# Exercise
Can you reproduce, word for word, the lines starting with the one containing "Detect green foliage." and going on through the last line?

* Begin *

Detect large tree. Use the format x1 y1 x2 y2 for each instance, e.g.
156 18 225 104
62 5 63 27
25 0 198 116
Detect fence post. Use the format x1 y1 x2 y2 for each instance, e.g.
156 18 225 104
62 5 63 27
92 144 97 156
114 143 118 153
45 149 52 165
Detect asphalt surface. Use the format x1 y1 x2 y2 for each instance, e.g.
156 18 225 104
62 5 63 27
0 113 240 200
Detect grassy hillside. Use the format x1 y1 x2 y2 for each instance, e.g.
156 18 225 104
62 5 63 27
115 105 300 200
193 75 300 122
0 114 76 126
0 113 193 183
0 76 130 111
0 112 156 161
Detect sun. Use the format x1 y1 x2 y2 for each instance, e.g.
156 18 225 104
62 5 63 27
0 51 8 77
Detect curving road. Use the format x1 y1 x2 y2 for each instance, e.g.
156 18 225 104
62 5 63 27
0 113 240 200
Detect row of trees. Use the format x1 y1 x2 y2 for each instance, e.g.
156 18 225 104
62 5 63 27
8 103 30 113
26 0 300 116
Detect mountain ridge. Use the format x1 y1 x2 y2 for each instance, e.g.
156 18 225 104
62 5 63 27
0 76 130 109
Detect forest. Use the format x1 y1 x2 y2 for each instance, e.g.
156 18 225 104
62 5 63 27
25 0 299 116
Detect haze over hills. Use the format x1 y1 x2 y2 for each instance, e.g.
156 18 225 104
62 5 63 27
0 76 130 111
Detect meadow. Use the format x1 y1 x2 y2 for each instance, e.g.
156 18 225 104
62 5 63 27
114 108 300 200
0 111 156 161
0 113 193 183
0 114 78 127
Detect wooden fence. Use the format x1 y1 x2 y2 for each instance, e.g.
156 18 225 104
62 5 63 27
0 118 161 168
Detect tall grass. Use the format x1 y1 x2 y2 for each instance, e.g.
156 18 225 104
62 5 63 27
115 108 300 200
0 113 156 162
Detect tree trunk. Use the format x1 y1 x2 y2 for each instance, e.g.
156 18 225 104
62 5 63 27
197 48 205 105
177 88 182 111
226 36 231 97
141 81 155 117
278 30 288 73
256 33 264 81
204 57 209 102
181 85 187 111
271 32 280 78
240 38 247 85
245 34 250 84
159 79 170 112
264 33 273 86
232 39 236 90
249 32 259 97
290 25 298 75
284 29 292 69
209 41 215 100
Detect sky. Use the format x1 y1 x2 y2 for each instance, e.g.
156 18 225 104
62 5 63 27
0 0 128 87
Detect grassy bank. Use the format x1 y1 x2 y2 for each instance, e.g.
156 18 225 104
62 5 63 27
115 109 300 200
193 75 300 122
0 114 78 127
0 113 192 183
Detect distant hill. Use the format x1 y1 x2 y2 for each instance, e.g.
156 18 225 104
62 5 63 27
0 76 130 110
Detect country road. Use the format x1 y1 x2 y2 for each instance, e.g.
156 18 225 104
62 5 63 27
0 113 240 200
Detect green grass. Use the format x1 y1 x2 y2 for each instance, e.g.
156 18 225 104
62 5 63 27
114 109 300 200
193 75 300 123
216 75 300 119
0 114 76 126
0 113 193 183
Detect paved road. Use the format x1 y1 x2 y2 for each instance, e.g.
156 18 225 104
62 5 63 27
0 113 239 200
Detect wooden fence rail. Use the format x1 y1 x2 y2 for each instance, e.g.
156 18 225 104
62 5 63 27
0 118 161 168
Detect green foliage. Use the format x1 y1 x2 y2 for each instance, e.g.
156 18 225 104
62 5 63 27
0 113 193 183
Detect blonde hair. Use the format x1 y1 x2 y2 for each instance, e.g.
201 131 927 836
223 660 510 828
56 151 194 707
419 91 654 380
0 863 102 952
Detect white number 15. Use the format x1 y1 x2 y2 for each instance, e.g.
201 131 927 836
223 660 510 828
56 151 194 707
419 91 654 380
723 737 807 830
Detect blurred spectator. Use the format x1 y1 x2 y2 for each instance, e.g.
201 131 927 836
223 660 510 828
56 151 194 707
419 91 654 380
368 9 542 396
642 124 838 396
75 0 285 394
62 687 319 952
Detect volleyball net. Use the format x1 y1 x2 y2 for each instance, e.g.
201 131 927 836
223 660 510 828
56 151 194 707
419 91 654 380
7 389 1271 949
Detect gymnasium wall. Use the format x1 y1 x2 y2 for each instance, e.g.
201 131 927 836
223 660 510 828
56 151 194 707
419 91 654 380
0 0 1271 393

* End *

# Final result
Detect green foliage. Use the format x1 y1 x2 y2 for each instance, e.g.
156 18 225 104
62 5 63 27
0 113 193 183
Detect blonde hair. Use the format x1 y1 x2 y2 for each instance, e.g.
201 131 927 836
223 660 510 828
56 151 194 707
419 91 654 380
0 863 102 952
Detect white number 15. Use the format x1 y1 x2 y2 for each instance, e.g.
201 131 927 836
223 660 510 828
56 151 194 707
419 91 654 380
723 737 807 830
Detect blurred spectator. Use the format x1 y1 x2 y2 for each instance, e.g.
201 131 927 836
223 660 510 828
56 151 194 707
419 91 654 380
368 9 542 396
642 124 838 396
75 0 285 394
62 687 319 952
Detect volleyball net. Use the format x1 y1 x2 y2 for each instance, e.g.
201 131 927 836
223 660 510 828
56 151 194 707
419 91 654 380
7 389 1271 949
Detect gymnasium wall. Use the format x1 y1 x2 y2 for each instance, e.g.
201 131 927 836
223 660 510 828
56 151 194 707
419 91 654 380
0 0 1271 393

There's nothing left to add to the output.